The required output is the line containing "Target: rock outcrop" followed by each line through the end of the data below, repeated exactly and with nothing added.

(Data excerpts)
[Start of section]

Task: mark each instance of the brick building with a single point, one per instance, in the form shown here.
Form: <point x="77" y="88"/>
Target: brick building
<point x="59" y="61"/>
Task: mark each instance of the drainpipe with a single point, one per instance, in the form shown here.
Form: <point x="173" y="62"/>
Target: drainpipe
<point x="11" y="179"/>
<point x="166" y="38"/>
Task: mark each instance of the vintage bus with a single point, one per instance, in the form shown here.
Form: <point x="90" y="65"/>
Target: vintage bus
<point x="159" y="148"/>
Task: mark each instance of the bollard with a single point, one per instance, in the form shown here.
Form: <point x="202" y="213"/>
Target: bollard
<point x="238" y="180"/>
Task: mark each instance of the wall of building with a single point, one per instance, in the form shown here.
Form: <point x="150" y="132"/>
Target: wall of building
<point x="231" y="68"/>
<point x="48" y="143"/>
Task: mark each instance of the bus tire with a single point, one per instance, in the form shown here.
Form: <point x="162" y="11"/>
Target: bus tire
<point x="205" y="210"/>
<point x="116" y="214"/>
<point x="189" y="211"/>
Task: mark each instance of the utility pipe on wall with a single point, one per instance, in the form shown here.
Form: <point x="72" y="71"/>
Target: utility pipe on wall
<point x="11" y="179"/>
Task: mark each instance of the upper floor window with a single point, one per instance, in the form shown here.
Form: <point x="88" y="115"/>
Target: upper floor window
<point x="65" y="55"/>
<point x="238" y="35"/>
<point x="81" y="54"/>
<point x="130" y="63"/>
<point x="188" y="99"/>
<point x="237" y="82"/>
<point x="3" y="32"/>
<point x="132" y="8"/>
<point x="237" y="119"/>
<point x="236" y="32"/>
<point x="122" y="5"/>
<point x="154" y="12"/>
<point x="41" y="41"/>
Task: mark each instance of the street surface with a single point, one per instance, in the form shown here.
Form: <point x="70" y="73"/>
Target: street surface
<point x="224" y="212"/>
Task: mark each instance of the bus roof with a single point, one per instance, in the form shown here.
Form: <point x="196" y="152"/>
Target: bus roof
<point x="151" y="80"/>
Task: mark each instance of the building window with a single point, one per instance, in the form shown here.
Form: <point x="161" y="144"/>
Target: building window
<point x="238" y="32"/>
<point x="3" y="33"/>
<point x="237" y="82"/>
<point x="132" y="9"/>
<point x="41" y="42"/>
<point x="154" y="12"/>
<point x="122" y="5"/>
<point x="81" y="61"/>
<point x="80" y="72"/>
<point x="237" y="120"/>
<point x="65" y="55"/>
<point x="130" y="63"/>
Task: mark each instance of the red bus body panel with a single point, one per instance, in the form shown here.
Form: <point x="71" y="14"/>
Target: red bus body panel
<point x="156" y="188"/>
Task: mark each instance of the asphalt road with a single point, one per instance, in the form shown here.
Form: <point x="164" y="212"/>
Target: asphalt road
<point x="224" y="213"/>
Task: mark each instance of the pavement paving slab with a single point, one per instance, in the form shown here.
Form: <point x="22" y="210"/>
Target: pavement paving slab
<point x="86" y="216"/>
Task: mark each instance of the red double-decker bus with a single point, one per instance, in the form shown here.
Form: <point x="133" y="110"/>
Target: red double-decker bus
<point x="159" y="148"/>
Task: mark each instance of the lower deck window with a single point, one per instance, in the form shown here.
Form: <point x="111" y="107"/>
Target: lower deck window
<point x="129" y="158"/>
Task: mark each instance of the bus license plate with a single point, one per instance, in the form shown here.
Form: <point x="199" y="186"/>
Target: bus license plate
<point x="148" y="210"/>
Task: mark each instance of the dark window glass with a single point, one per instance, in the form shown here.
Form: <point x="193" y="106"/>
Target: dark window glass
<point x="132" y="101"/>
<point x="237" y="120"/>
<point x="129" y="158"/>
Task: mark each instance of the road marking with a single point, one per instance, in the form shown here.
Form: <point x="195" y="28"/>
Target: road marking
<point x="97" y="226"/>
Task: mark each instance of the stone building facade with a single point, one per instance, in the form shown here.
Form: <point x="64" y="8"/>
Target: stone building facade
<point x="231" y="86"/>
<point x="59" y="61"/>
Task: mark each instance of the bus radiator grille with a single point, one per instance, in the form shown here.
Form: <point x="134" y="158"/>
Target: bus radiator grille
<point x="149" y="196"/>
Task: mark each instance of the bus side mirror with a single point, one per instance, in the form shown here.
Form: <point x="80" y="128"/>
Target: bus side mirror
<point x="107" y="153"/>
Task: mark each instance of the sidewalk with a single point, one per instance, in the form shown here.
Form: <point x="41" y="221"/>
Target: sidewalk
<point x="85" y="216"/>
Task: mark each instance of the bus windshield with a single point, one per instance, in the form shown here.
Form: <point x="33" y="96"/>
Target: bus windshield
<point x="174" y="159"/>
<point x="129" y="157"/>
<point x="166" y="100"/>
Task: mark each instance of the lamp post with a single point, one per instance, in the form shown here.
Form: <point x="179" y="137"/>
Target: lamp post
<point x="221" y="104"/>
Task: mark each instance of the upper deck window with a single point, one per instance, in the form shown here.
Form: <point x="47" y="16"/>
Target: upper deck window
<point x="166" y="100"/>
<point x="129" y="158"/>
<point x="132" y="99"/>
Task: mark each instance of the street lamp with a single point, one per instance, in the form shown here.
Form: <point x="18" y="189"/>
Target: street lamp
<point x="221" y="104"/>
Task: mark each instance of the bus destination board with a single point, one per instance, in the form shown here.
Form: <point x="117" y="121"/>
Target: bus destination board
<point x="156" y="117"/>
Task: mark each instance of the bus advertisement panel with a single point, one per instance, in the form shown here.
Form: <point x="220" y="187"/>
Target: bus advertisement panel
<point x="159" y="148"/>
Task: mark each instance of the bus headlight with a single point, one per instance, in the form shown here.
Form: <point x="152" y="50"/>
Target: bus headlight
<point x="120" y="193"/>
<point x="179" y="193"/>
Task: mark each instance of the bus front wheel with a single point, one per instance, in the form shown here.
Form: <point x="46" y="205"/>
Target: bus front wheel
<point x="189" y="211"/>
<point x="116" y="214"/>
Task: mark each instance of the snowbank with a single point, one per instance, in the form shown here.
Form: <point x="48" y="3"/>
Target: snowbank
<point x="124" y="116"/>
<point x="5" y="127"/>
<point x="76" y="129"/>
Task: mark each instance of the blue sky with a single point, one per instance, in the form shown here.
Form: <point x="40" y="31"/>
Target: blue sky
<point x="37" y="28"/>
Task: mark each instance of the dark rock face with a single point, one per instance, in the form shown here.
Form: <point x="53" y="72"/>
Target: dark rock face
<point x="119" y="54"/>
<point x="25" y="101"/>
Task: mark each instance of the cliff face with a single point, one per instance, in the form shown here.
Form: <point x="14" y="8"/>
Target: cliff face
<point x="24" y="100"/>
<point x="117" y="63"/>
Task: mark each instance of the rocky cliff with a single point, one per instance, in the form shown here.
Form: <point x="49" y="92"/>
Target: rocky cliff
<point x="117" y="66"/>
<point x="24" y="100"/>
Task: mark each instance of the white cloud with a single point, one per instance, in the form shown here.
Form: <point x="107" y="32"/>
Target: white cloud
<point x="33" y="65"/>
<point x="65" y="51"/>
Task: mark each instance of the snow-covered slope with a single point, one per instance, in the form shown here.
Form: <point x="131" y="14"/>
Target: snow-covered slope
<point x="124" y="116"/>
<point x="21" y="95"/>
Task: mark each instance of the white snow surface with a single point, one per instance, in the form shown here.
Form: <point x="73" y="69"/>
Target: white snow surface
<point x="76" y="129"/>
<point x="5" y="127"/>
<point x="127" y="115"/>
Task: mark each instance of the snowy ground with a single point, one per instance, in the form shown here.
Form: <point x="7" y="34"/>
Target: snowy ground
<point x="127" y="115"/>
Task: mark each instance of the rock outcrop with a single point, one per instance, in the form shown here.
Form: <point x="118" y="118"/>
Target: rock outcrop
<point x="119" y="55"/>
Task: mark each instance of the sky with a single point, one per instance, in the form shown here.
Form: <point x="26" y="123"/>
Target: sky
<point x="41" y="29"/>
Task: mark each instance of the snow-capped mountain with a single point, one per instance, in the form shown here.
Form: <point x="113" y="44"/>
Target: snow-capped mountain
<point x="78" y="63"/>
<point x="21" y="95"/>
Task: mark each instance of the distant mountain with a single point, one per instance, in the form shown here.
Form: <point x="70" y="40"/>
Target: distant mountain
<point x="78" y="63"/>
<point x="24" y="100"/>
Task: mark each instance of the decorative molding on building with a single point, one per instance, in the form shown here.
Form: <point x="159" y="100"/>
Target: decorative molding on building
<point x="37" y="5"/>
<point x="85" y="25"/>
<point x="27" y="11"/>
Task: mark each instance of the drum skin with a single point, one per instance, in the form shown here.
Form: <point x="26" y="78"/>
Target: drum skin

[End of section]

TASK SOLUTION:
Target: rock outcrop
<point x="119" y="55"/>
Task: mark each instance of the sky with a single point, one per instance, in the form shown here.
Form: <point x="26" y="123"/>
Target: sky
<point x="41" y="29"/>
Task: mark each instance of the snow-capped mountain with a single point, one per instance, in the form shown here.
Form: <point x="113" y="44"/>
Target: snow-capped mountain
<point x="78" y="63"/>
<point x="21" y="95"/>
Task: mark each instance of the distant mountain with a single point, one per instance, in the form shown here.
Form: <point x="70" y="40"/>
Target: distant mountain
<point x="78" y="63"/>
<point x="24" y="100"/>
Task: mark each instance of the decorative molding on building with a single point, one per instance, in the form shown here.
Form: <point x="159" y="100"/>
Target: decorative molding on building
<point x="37" y="5"/>
<point x="85" y="25"/>
<point x="27" y="11"/>
Task: mark each instance of the drum skin with a single point, one per instance, in the form shown here.
Form: <point x="26" y="78"/>
Target: drum skin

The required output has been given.